── PAGE TEXT

For this you reason, you will never see me writing crunches into any of my client programs. Instead, I incorporate other movements that are more about strength, stability, and overall core performance.
It’s hard to limit my list to just a few favorites, because 1) like anything else wellness related, the core exercises I program for a client very much depend on the individual (ie I don’t program rollouts for those with lower back disc issues), and 2) there are a lot of “core” categories to choose from: anti-rotation, anti-extension, lateral stability, yada yada.
Below are four highly functional core exercises that I often program for clients.
The Pallof press is definitely up there for me because it does fall into so many of those core “categories” I mentioned above. At first glance, the move may not look like much, but your core has to work REALLY hard to resist turning toward where the band and/or cable is attached. Aka, anti-rotation. Oh, and hello, obliques!
To perform the exercise, position a cable or band at shoulder/chest height. Assume an athletic position with your feet shoulder width apart, chest out, and shoulders back. Hold the handle of the band or cable attachment to the middle of your chest for your starting position. It should touch your chest, and your elbows can angle down toward the ribcage.
CONTROL your movement. Slowly and steadily fully extend your arms, pause for a second or two, and then return back to the starting position. The more narrow the stance, the harder the exercise is. If your hips and pelvis keep moving, you’re likely using too much weight, and if you don’t feel those obliques, it’s probably not loaded enough OR your positioning is off.
Dead Bug Variations
Dead bugs are an interesting one because several people who love powering through heavier weighted lifts scoff at them at first glance. However, it’s precisely these people who need dead bugs because they have the most trouble with these types of small control and stabilizing core exercises! They are the people who most likely are engaging their lower back muscles for more hip dominant movements or sticking their ribs out when performing anything that requires the arms to raise overhead.
To perform the standard dead bug, lie on your back with your arms extended over your shoulders and your knees above your hips at a 90 degree angle. Tighten your abs, and press your lower back into the ground. Take a deep breath in, and as you exhale, slowly extend your left leg to the floor as you bring your right arm overhead WITHOUT arching the back off the floor or moving the other arm and leg from their starting position. Slowly return to the starting position, and switch sides.
No matter which variation of dead bug you perform, the most important thing is to keep your low back pinned to the ground. I particularly like the band resisted dead bug for a little extra added challenge!

────

**TASK REQUIREMENTS:**
A - Duplicate the part of the core exercise text starting with "The Pallof press" and going on through "and hello, obliques!".
B - According to the core exercise text, what makes the Pallof press harder to do?
The lines that come after this have nothing to do with the core exercise text.

── DATA LINES

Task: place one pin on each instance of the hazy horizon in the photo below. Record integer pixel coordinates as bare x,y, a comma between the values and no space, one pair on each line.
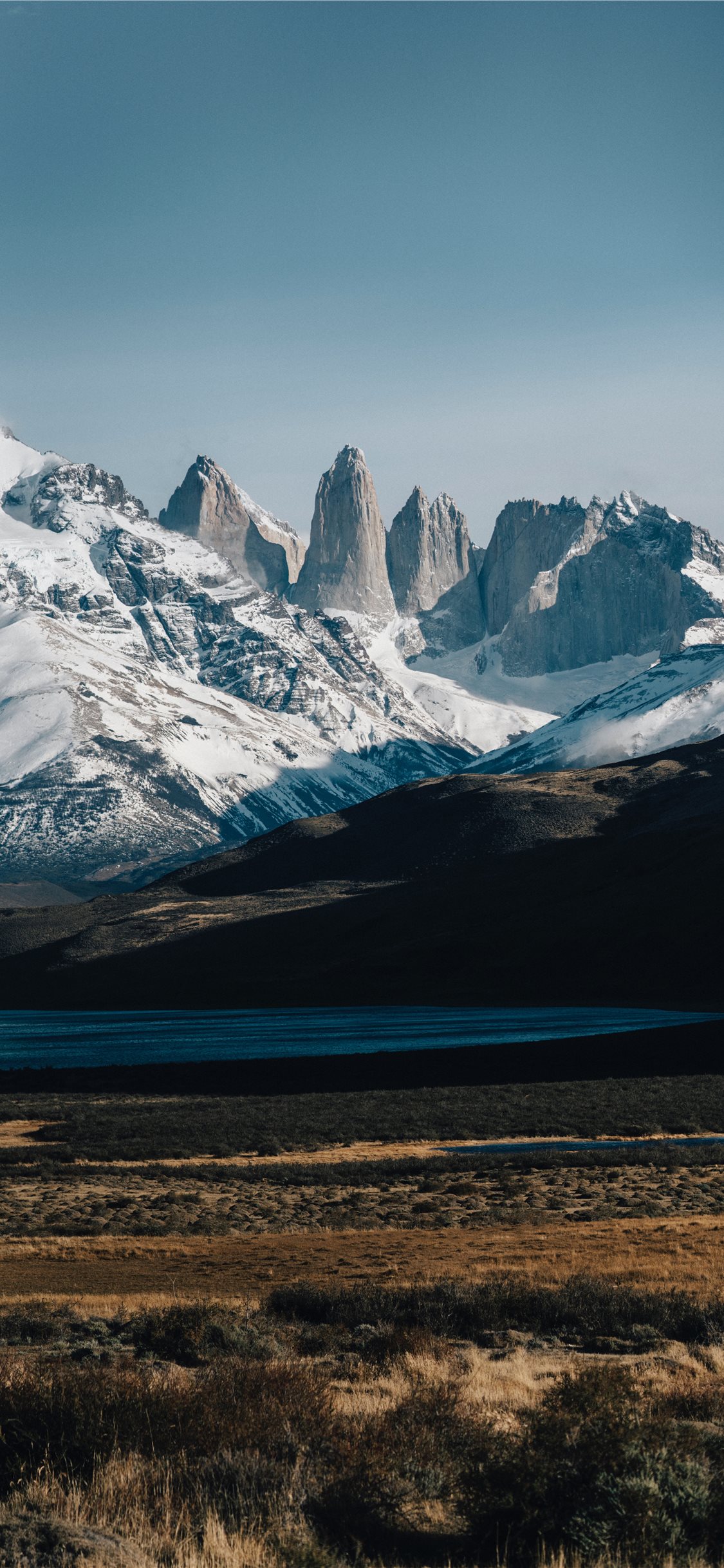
481,242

────

**ANSWERS IN ORDER:**
A -
The Pallof press is definitely up there for me because it does fall into so many of those core “categories” I mentioned above. At first glance, the move may not look like much, but your core has to work REALLY hard to resist turning toward where the band and/or cable is attached. Aka, anti-rotation. Oh, and hello, obliques!

B - A narrower stance makes the Pallof press harder.